Nel 1952 un gruppo di giovani scrittori – Guy Debord, Gil, Wolman, Michèle Bernstein, Mohamed Dahou, Jacques Fillon e Gilles Ivain – diede vita all’Internazionale Lettrista per lavorare alla costruzione cosciente e collettiva di una nuova civiltà. Nei primi anni Cinquanta, quest’ultima – che confluì nel 1957 nell’Internazionale Situazionista – riconobbe nel perdersi in città la concreta possibilità espressiva dell’anti-arte e la assunse come mezzo estetico-politico per sovvertire il sistema capitalista del dopoguerra. Dopo la visita dadaista e la deambulazione surrealista, venne coniato il termine dérive: un’attività ludica collettiva che mirava alla costruzione e alla sperimentazione di nuovi comportamenti nell’esistenza reale; un modo alternativo di abitare la città, uno stile di vita che andava fuori e contro le regole della società borghese e che voleva con ogni mezzo superare le correnti precedenti. Per la deriva lettrista lo spazio urbano era un terreno passionale oggettivo e non solo soggettivo-inconscio. Non si trattava più di una fuga dal reale, bensì di un concreto controllo dei mezzi e delle azioni che si possono sperimentare direttamente nella città.
Asger Jorn & Guy Debord 1959

Un concetto di città nuova, abitata e costantemente “errata” da un uomo che la usa unicamente come playground e come spazio di flanerie e di deriva, viene sognato e progettato dai situazionisti.
L’atteggiamento ludico è considerato l’unico in grado di mettere sotto scacco le logiche di produzione e di marginalizzazione.
Il gioco diviene oggetto privilegiato della speculazione architettonica anche della progettazione concreta: L’architetto Aldo Van Eyck individua nel playground un nuovo modo di appropriazione dello spazio urbano e progetta le prime aree giochi ad Amsterdam (1947-1978).

Constant, grazie anche all’aiuto di Van Eyck, propone la New Babylon, una città futura anticapitalista, nella quale l’homo faber è sostituito dal nuovo homo ludens (Johan Huizinga, 1938). Nella New Babylon il valore simbolico del gioco si carica di significato nella polemica contro il moderno; alla città funzionalista, meccanizzata si contrapporre una città che recupera il suo rapporto con la strada e con gli spazi pubblici informali.

============================================================

OBIETTIVO: Riproduci senza modifiche il passo del testo sulla deriva situazionista che comincia con "Asger Jorn &" e prosegue fino a "e di marginalizzazione.".

(Righe di un dataset)
============================================================

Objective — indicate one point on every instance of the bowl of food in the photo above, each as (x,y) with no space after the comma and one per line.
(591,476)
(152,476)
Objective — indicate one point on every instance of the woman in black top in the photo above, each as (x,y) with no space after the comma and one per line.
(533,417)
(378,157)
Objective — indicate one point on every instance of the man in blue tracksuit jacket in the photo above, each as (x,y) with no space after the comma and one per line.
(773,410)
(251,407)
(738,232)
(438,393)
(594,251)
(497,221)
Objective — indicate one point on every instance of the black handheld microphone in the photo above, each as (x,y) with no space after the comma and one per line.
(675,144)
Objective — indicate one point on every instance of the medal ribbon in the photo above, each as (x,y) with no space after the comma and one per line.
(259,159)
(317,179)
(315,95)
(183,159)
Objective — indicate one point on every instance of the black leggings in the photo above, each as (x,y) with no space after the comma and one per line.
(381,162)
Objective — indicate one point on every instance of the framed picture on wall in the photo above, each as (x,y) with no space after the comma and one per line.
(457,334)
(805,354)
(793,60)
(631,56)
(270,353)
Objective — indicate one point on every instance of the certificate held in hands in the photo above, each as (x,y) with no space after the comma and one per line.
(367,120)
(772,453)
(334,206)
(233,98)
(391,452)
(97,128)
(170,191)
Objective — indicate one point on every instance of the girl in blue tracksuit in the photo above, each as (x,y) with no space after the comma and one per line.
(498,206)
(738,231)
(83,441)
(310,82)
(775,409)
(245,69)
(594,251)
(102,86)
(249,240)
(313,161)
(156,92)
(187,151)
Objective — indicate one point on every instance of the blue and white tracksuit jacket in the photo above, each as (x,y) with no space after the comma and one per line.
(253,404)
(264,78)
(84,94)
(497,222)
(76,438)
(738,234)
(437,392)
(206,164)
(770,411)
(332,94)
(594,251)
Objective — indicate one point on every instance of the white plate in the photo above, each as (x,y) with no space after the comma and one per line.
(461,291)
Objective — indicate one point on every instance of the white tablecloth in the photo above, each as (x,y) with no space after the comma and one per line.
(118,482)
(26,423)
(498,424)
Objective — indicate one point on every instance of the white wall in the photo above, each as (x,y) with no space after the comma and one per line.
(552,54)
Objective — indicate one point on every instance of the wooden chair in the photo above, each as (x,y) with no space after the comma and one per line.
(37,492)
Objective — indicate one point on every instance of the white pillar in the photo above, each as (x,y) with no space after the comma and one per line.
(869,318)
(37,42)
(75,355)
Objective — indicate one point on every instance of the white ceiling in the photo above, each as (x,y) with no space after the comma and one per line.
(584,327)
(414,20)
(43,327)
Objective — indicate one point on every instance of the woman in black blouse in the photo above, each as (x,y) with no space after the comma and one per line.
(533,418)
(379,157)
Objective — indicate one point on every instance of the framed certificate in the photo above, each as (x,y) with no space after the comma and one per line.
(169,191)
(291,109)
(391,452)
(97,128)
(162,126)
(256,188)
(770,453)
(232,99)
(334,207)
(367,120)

============================================================

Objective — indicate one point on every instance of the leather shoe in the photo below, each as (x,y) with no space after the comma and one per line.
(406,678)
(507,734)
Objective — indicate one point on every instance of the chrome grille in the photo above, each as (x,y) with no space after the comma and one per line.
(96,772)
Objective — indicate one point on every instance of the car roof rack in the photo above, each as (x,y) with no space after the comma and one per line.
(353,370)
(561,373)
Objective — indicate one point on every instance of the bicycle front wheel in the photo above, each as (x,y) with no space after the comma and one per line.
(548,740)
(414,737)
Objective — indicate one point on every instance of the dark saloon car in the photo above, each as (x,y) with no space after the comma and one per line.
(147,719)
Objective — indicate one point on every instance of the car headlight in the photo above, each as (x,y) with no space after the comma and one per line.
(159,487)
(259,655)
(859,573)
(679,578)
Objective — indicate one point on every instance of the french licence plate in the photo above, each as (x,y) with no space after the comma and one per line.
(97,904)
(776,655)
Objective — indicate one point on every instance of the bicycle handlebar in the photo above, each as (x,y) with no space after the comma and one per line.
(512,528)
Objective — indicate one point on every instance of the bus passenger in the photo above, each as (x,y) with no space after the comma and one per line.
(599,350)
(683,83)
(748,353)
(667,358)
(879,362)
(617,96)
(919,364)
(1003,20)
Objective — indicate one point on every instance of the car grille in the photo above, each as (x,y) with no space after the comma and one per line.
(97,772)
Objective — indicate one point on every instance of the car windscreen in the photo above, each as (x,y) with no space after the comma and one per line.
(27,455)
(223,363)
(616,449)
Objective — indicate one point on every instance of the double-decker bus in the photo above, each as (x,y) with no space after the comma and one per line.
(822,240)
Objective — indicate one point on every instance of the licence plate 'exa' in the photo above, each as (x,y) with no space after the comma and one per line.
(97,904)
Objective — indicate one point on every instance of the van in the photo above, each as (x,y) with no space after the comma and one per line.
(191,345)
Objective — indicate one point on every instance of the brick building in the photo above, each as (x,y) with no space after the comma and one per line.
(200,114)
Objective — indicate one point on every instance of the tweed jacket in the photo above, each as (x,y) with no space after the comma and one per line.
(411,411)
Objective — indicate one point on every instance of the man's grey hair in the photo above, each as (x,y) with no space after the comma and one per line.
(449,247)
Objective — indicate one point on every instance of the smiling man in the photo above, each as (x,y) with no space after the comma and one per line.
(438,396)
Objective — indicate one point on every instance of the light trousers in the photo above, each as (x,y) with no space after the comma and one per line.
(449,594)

============================================================

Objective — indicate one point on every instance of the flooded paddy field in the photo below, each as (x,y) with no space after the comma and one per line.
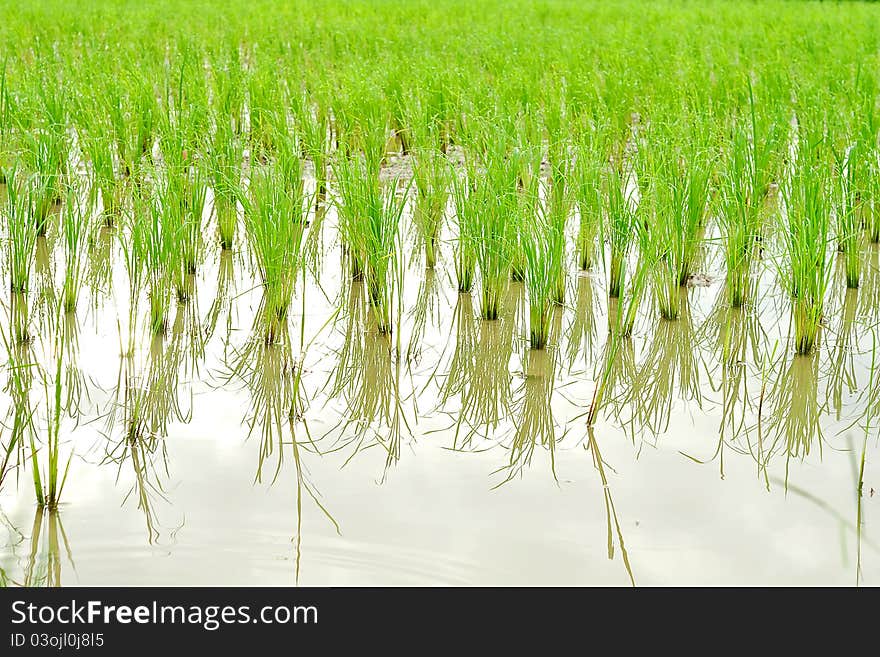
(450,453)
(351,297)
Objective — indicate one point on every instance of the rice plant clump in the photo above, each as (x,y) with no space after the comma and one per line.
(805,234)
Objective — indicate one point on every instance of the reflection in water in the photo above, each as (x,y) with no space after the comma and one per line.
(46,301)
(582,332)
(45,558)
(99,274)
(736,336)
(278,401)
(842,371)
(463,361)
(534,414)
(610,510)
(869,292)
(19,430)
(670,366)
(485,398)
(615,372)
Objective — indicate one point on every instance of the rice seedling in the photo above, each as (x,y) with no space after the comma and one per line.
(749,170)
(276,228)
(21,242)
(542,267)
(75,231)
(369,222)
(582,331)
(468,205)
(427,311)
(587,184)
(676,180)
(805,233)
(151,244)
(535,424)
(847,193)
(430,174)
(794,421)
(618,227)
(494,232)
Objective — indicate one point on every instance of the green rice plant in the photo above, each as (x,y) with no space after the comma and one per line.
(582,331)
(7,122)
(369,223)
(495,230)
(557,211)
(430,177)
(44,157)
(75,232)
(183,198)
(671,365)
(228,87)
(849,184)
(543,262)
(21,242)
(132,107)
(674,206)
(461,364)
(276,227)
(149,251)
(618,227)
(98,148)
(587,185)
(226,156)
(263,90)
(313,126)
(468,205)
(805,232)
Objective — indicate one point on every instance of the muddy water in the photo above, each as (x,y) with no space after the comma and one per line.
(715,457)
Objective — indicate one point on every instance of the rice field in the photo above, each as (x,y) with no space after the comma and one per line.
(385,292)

============================================================

RISPOSTA:
Asger Jorn & Guy Debord 1959

Un concetto di città nuova, abitata e costantemente “errata” da un uomo che la usa unicamente come playground e come spazio di flanerie e di deriva, viene sognato e progettato dai situazionisti.
L’atteggiamento ludico è considerato l’unico in grado di mettere sotto scacco le logiche di produzione e di marginalizzazione.